[Detection examples]
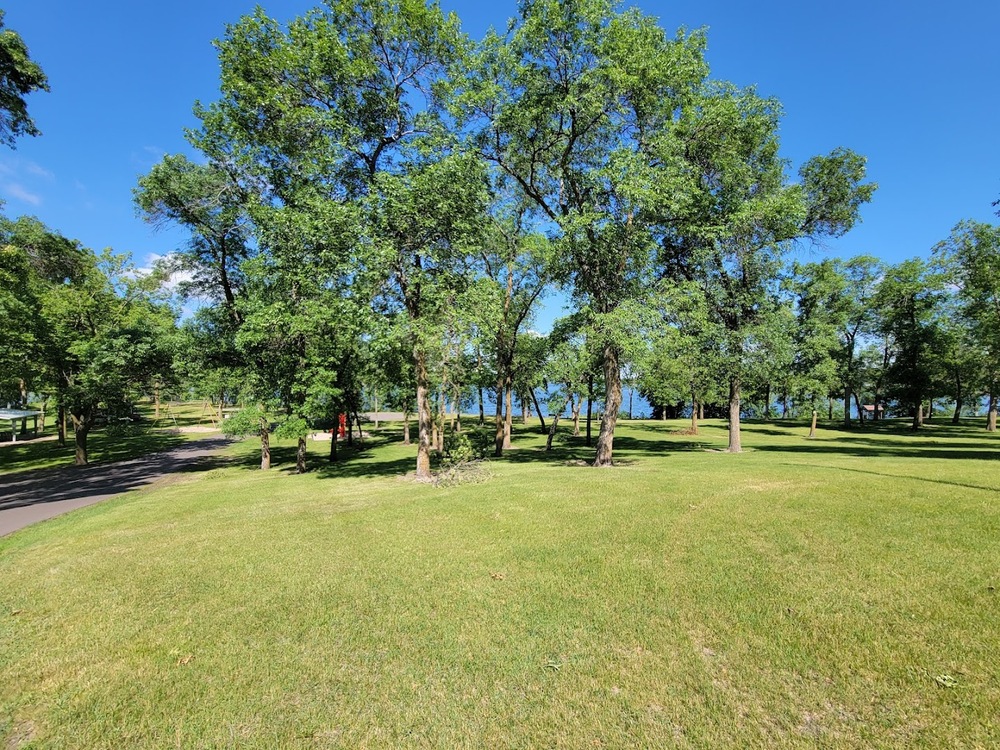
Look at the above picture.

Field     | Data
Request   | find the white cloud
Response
[135,253,194,292]
[24,161,56,180]
[3,182,42,206]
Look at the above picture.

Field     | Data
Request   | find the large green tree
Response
[664,85,875,453]
[194,0,480,478]
[934,221,1000,432]
[0,10,49,147]
[456,0,706,466]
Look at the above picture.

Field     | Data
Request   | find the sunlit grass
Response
[0,403,214,474]
[0,422,1000,748]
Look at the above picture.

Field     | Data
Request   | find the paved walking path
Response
[0,436,229,536]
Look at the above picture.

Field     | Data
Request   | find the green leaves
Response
[0,10,49,148]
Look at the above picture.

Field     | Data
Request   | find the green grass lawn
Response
[0,422,1000,748]
[0,403,219,474]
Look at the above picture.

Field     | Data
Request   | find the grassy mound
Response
[0,422,1000,748]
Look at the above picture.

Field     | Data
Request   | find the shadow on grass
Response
[785,464,1000,493]
[753,440,1000,461]
[0,437,228,511]
[0,431,186,474]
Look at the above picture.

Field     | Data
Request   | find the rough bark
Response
[545,394,573,451]
[354,410,365,448]
[531,388,548,432]
[727,377,743,453]
[73,420,90,466]
[295,435,306,474]
[413,346,434,479]
[587,375,594,448]
[493,376,505,458]
[986,386,997,432]
[503,382,514,450]
[951,374,965,424]
[260,419,271,471]
[594,344,622,467]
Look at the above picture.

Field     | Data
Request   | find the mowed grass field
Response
[0,421,1000,748]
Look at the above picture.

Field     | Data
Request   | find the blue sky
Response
[0,0,1000,314]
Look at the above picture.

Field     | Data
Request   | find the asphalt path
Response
[0,436,229,536]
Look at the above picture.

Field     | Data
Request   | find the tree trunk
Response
[531,388,548,432]
[260,419,271,471]
[951,373,965,424]
[73,424,90,466]
[295,435,306,474]
[545,400,573,451]
[727,377,743,453]
[413,345,434,480]
[587,375,594,448]
[503,378,514,450]
[594,344,622,467]
[434,385,447,455]
[493,376,506,458]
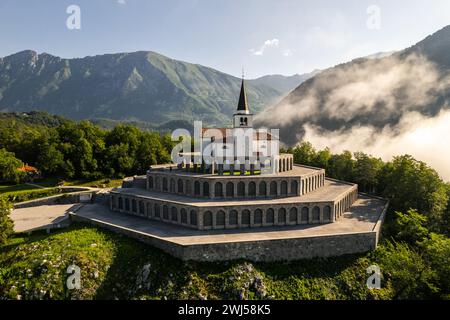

## [TASK PROMPT]
Swap every "find" in all of the records above for "locate" and write the records out again with nothing else changed. Leave the pictures out.

## [REPLY]
Look at the above picture.

Field     | Data
Request   | locate the white cloud
Response
[135,253,194,292]
[24,161,56,180]
[3,182,42,206]
Look at the above picture.

Field     | Data
Request   | locate the large green tree
Response
[664,85,875,453]
[194,0,480,478]
[934,221,1000,432]
[0,10,49,147]
[456,0,706,466]
Look at the above picture.

Field     | Data
Request   | locate the sunlit grass
Response
[0,403,214,474]
[0,422,1000,748]
Look at the above picture.

Field     | Data
Request   | locate the paved walking path
Response
[0,436,229,536]
Look at the above picture.

Field     | Data
Request   | locate the green leaves
Response
[0,10,49,148]
Look at the above picture.

Field     | Data
Request   | locate the green grass lawn
Response
[0,422,1000,748]
[0,403,219,474]
Look at the above picture.

Field     | Data
Request   | locate the grassy mound
Response
[0,422,1000,748]
Look at the above picture.

Field     | Data
Request   | locate the shadow on grass
Response
[785,464,1000,493]
[753,440,1000,461]
[0,437,228,511]
[0,431,186,474]
Look at the above picture.

Field     | Data
Request   | locate the rough bark
Response
[545,394,573,451]
[354,410,365,448]
[531,388,548,432]
[727,377,743,453]
[73,420,90,466]
[295,435,306,474]
[413,346,434,479]
[587,375,594,448]
[493,376,505,458]
[986,386,997,432]
[503,382,514,450]
[951,374,965,424]
[260,419,271,471]
[594,344,622,467]
Look at the above picture.

Field     | Data
Request   | locate the mowed grass field
Response
[0,421,1000,748]
Look at the above picture.

Field     | Data
Request   | locate the blue sky
Response
[0,0,1000,314]
Look at the above picture.

Field     | Data
Request   | locate the asphalt path
Response
[0,436,229,536]
Look at the above picture.

Field     | Data
Request   | locate the tree trunk
Response
[531,388,548,432]
[260,419,271,471]
[951,373,965,424]
[73,424,90,466]
[295,435,306,474]
[545,400,573,451]
[727,377,743,453]
[413,345,434,480]
[587,375,594,448]
[503,378,514,450]
[594,344,622,467]
[434,385,447,455]
[493,376,506,458]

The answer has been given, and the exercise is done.